### What is required
Gather every line in the records below that contains the word "swimming".

### Given entries
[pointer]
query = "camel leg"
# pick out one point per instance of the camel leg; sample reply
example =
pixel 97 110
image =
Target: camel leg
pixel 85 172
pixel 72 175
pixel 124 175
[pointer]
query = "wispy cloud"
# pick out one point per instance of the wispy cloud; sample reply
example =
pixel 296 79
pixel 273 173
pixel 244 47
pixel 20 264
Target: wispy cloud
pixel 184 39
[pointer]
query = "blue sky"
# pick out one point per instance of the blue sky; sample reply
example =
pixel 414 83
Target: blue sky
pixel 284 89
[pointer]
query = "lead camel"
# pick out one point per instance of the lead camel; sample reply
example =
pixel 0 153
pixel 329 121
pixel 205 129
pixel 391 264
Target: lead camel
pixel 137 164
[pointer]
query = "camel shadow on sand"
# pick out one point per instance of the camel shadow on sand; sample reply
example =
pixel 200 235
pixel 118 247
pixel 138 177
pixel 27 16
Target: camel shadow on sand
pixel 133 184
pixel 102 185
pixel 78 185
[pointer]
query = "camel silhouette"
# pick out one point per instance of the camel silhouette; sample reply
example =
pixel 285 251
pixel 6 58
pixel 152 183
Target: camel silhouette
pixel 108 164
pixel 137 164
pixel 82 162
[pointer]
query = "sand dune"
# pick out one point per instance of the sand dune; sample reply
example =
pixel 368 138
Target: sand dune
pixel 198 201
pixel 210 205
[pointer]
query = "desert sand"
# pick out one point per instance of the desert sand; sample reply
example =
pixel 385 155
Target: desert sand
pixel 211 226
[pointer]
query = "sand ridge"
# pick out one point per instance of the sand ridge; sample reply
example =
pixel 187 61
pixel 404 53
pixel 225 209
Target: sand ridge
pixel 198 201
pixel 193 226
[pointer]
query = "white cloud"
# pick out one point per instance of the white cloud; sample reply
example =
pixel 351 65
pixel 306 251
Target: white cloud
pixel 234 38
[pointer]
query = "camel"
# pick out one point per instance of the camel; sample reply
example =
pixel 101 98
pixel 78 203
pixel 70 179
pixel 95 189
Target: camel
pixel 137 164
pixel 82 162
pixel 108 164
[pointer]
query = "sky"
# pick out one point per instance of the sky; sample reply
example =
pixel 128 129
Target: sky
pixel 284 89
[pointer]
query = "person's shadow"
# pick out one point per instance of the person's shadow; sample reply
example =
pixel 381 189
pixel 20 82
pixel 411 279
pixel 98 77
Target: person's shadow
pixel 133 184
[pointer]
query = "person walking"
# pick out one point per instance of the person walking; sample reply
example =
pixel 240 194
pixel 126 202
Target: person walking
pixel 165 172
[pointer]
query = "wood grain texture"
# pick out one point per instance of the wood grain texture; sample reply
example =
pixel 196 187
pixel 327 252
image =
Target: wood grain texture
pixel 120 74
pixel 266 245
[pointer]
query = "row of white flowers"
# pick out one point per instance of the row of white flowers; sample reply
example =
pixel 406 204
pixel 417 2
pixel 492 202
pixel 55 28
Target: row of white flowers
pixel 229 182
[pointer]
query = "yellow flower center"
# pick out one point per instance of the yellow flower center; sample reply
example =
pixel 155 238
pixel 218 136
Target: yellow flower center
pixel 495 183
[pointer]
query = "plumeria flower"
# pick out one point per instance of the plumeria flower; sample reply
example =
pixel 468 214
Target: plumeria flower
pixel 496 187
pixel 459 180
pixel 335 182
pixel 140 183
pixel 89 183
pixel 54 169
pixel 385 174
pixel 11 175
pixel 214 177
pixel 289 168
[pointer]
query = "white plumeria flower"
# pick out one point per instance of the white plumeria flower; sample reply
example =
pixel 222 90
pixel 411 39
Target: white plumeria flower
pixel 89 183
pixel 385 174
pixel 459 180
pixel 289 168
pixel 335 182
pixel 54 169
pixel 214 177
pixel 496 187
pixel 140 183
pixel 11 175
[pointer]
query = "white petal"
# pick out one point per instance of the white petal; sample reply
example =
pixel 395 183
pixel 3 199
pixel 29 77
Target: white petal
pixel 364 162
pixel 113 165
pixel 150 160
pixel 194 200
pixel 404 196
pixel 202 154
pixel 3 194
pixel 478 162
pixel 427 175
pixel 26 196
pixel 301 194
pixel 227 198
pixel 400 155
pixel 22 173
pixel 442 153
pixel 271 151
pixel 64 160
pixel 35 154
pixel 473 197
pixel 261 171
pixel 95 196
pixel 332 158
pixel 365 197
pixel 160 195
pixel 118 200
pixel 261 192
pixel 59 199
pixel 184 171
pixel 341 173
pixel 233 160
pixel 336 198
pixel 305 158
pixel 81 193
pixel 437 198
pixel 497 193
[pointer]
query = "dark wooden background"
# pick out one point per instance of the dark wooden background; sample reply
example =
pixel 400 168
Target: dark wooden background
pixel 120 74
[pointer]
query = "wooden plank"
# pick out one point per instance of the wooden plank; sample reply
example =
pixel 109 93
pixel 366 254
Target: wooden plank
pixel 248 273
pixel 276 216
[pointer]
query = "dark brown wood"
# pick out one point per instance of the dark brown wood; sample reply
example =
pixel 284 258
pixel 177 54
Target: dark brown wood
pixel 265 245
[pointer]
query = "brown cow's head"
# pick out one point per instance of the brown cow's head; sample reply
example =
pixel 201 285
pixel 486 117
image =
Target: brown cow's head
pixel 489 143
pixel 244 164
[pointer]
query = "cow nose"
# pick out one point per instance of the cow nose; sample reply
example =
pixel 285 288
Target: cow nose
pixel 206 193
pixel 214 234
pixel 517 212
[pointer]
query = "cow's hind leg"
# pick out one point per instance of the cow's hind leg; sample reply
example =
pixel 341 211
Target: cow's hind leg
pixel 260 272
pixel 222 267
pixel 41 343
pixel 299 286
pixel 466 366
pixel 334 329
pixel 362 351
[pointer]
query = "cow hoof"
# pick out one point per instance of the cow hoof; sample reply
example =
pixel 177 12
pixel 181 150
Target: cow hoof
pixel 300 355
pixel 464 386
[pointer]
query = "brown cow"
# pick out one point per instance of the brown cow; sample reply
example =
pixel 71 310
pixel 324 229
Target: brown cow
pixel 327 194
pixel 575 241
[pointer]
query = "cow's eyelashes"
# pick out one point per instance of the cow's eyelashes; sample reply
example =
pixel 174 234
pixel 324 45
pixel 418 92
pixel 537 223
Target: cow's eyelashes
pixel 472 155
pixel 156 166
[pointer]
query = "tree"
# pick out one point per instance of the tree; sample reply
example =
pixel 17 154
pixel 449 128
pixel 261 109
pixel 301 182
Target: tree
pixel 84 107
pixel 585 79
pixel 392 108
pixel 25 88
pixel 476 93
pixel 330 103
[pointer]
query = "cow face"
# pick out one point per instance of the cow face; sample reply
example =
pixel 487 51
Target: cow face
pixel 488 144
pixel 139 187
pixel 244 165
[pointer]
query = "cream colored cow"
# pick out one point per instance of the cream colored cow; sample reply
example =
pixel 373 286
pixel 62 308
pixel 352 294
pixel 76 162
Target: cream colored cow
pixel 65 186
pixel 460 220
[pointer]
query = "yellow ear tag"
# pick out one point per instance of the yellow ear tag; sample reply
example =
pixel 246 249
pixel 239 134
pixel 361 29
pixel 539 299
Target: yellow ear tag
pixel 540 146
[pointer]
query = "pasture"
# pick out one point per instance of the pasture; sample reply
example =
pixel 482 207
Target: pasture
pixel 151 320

...

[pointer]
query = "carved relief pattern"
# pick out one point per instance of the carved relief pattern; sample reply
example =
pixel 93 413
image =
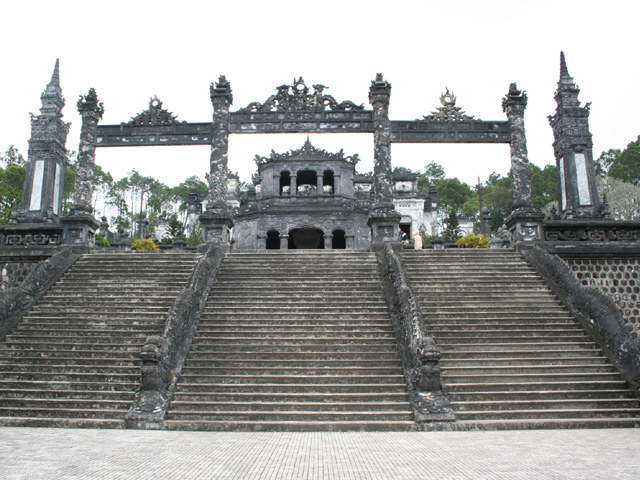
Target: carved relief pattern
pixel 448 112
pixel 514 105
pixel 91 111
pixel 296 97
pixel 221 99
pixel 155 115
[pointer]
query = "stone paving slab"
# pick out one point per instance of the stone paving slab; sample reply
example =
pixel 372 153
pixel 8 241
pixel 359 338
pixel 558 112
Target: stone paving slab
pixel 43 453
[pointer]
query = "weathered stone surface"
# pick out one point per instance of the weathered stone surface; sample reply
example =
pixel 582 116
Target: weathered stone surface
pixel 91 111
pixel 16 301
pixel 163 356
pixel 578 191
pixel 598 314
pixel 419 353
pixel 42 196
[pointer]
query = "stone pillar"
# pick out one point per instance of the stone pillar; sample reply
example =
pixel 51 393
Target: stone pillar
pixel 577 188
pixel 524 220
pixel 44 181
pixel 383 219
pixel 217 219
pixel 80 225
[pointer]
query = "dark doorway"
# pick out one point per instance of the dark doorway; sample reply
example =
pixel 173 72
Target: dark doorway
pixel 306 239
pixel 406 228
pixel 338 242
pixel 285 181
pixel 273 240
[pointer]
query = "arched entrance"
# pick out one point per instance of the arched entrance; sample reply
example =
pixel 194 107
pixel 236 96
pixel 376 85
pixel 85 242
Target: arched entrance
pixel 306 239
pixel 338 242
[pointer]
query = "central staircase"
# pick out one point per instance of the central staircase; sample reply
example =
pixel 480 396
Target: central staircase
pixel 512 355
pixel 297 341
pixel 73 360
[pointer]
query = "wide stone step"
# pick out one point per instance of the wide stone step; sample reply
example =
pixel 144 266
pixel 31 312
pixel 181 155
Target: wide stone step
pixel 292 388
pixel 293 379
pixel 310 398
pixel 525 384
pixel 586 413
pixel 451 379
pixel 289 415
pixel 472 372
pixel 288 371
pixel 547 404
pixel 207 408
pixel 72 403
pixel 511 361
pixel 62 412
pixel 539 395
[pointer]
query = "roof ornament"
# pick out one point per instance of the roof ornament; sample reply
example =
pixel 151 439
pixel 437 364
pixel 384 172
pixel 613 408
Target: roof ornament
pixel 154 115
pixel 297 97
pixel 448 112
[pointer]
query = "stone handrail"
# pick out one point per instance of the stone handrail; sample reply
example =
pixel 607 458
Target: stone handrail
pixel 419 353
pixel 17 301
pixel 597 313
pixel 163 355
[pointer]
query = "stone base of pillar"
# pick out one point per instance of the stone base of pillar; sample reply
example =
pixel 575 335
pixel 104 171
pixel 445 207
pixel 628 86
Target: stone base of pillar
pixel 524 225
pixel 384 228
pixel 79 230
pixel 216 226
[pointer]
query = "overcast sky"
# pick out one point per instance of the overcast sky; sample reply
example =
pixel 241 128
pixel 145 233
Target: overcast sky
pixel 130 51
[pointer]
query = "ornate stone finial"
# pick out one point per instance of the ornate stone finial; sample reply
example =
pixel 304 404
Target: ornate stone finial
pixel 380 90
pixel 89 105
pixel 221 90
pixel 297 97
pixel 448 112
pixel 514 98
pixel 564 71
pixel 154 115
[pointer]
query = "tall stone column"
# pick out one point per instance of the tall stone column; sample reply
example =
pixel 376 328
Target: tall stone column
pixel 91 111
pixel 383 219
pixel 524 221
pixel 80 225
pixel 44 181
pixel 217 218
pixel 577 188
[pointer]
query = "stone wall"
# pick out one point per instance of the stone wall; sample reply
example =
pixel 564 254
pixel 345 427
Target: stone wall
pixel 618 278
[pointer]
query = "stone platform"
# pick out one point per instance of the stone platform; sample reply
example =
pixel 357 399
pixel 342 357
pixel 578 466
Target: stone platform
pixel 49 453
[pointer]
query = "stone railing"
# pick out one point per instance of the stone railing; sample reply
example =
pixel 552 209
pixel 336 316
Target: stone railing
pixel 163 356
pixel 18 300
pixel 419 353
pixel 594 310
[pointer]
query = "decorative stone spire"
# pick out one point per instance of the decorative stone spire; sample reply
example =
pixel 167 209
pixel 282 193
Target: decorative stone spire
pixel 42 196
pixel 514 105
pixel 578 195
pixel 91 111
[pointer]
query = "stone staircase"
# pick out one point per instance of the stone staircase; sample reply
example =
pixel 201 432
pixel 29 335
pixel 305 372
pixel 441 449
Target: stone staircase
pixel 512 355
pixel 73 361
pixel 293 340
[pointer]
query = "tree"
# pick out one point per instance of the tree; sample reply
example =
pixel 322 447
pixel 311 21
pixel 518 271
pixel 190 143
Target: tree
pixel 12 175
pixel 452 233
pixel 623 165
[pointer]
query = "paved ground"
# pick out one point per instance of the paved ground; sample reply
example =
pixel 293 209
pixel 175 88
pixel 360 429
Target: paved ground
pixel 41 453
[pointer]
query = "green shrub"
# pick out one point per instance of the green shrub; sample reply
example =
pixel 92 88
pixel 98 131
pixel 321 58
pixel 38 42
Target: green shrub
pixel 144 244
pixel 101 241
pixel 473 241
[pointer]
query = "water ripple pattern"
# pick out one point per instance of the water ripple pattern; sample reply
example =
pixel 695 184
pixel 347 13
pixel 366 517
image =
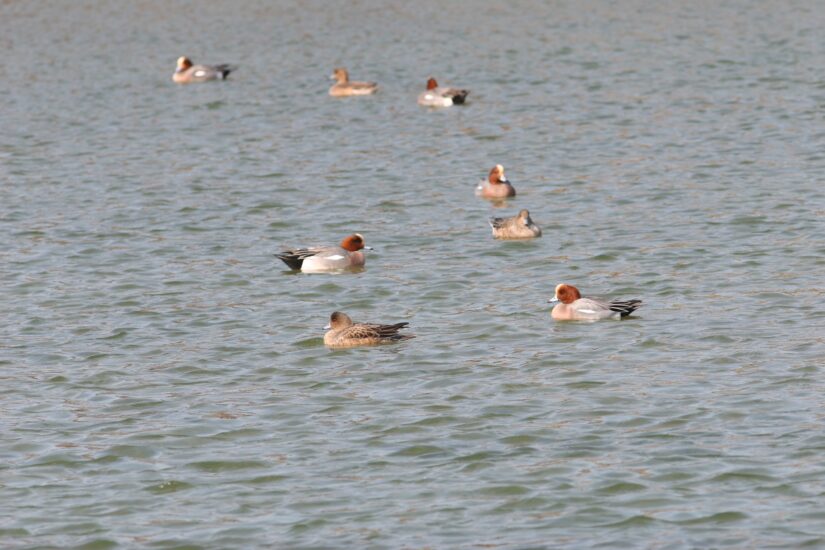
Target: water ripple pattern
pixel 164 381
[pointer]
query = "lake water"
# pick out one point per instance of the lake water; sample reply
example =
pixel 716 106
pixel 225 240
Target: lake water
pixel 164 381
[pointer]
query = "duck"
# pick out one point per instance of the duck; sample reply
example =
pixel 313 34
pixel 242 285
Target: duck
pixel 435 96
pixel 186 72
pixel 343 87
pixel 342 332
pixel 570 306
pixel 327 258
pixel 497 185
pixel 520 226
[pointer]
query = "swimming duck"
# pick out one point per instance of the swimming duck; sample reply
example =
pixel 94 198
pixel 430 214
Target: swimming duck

### Result of the exercise
query = "swimming duck"
# pick out one point per instance of the swimming duck; sample reply
Target: swimming duck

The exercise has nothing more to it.